- _Instruction_: Show each line from the entries below that contains the word "balcony", copying every such line in full.
★ ★ ★ ★ ★ ★ ★
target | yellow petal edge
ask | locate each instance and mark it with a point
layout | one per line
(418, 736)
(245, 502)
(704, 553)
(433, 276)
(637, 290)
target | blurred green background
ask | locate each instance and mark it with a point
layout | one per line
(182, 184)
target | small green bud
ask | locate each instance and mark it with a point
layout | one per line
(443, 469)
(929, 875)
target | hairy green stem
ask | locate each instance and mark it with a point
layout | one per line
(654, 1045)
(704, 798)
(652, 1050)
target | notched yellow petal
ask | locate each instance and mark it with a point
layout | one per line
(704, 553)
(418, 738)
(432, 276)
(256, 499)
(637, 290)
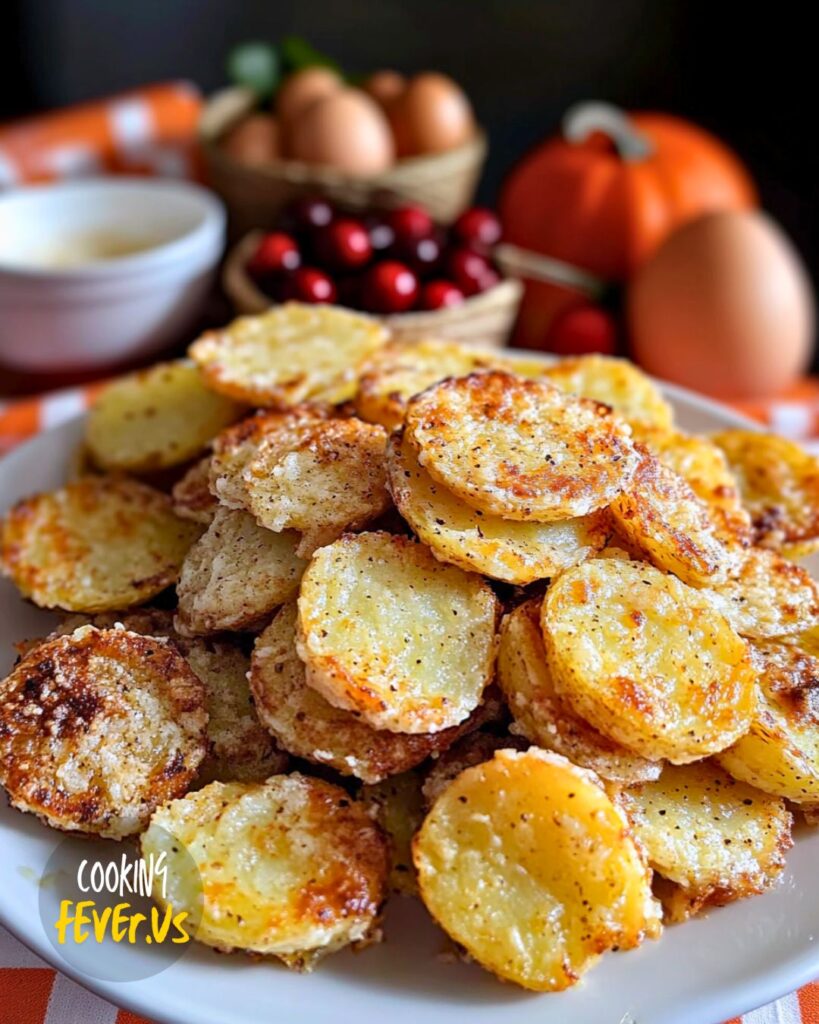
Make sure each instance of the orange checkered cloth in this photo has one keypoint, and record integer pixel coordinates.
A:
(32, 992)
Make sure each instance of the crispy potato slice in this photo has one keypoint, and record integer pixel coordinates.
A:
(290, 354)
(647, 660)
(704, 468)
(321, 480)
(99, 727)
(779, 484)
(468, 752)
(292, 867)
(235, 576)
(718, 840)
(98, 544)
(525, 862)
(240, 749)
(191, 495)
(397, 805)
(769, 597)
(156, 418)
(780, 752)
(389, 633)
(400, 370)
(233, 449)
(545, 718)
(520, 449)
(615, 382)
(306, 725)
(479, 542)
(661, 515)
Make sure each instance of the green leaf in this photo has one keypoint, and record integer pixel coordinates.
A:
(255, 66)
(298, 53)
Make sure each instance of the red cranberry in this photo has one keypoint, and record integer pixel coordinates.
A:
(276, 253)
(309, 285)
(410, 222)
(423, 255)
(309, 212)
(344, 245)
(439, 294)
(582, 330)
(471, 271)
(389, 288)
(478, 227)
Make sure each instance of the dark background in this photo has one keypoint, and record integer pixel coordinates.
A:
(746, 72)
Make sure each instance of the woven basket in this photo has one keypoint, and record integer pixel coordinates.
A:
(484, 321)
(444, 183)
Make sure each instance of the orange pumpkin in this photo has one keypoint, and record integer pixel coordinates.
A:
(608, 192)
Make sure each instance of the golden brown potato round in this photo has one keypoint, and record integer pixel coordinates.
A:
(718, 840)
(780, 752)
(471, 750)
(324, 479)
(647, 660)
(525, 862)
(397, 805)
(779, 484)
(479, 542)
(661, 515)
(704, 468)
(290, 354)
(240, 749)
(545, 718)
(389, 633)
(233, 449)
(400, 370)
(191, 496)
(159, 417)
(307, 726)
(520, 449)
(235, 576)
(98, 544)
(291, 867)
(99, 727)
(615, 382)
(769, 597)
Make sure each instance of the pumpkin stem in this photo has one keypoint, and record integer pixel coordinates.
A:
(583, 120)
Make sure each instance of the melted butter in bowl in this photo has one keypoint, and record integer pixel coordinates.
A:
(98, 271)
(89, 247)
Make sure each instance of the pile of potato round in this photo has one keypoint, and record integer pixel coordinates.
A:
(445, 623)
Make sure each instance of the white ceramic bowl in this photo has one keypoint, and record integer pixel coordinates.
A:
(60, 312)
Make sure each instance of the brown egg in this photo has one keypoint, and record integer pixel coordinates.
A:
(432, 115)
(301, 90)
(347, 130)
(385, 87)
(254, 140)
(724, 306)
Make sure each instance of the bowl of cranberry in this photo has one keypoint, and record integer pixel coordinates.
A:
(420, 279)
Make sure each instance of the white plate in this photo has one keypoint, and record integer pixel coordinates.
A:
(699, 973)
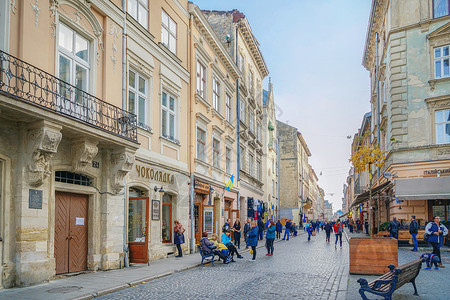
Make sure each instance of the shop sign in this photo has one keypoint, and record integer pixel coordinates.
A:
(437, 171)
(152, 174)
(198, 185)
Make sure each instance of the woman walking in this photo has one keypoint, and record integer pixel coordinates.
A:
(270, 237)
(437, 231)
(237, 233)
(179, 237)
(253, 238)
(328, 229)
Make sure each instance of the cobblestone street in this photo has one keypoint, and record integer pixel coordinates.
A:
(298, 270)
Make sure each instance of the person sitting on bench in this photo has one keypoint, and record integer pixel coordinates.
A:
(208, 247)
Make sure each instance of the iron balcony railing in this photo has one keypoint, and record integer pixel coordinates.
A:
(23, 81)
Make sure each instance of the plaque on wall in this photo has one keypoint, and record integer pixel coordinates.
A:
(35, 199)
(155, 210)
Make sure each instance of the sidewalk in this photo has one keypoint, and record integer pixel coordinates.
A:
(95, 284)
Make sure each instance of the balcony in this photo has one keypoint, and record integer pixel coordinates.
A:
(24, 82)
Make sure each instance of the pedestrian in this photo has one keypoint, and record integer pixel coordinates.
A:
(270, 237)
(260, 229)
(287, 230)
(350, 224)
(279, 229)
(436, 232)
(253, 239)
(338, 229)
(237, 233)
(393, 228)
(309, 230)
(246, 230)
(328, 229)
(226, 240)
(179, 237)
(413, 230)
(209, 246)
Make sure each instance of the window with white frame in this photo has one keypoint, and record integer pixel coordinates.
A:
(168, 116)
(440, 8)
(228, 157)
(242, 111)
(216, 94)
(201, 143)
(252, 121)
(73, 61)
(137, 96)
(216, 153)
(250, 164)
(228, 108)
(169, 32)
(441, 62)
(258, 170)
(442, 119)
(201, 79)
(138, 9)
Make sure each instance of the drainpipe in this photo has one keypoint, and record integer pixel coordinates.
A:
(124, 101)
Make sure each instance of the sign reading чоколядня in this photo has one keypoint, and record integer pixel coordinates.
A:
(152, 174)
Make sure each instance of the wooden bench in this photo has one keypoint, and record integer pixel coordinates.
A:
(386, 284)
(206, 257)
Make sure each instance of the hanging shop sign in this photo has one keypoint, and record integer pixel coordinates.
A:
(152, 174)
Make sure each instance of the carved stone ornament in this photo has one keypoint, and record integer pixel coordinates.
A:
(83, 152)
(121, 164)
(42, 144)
★ ★ ★ ★ ★ ★ ★
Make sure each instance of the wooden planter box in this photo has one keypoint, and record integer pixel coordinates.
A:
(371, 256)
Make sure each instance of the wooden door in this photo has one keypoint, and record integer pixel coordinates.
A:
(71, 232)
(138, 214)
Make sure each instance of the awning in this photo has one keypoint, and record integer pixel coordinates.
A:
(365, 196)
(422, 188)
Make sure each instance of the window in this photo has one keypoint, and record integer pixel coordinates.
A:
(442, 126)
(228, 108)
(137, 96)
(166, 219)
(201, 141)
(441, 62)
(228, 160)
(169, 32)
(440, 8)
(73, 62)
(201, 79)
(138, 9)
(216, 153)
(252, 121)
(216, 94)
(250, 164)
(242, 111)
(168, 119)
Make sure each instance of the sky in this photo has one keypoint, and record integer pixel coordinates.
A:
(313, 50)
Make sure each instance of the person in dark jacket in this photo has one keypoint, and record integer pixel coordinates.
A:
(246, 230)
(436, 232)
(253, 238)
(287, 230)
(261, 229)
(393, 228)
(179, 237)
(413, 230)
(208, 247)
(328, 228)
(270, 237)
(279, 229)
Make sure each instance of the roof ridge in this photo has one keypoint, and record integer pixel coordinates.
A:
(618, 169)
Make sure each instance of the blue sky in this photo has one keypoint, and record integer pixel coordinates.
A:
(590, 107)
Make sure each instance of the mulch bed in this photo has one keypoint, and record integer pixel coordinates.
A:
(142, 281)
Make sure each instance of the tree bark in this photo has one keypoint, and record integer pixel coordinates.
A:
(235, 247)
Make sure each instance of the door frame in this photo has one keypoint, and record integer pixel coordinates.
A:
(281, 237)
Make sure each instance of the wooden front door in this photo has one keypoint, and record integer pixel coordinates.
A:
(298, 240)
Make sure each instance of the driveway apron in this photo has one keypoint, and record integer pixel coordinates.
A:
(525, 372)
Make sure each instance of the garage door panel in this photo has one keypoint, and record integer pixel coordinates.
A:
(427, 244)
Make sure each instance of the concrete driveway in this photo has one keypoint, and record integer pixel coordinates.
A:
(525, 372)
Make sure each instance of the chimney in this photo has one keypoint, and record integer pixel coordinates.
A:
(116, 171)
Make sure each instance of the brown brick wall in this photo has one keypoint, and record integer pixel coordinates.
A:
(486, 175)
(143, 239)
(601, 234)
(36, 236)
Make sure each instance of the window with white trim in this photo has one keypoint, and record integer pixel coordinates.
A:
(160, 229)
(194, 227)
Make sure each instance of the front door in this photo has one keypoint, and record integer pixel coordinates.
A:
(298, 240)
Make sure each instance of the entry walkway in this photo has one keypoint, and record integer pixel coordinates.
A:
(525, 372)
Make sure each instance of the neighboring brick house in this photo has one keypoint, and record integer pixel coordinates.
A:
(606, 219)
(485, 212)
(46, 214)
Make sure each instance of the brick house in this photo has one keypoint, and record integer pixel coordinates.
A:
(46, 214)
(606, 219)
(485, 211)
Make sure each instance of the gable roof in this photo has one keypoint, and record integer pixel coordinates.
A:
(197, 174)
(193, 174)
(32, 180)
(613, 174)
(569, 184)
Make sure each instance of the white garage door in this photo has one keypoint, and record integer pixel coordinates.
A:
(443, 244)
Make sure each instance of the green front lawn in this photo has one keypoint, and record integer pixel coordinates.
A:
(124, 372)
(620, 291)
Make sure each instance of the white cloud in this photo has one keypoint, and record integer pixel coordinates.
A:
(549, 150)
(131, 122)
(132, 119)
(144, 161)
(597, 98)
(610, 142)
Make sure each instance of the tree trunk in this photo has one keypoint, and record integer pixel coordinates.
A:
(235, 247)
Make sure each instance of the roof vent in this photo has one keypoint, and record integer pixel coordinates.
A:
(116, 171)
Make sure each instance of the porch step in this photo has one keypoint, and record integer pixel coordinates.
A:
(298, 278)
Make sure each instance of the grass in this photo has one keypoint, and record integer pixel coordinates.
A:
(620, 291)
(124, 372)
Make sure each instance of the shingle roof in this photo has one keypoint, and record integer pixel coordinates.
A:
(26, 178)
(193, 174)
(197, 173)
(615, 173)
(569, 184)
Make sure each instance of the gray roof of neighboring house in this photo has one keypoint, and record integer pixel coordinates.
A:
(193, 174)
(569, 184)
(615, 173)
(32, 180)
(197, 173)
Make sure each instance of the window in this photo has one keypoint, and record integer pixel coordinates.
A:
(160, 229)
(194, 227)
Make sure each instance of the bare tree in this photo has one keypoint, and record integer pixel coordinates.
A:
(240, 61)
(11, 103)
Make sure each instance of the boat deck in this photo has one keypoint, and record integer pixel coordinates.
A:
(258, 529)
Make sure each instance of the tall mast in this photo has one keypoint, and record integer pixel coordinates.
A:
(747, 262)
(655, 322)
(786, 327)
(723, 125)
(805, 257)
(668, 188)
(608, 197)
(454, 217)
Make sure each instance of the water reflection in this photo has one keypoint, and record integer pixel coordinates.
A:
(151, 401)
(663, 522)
★ ★ ★ ★ ★ ★ ★
- _Response to the exercise_:
Make sure each instance of the iron balcony railing in this photo has one keypoint, and record integer pixel coordinates.
Make sure each instance of the balcony in this photo has one keypoint, and record integer pixel coordinates.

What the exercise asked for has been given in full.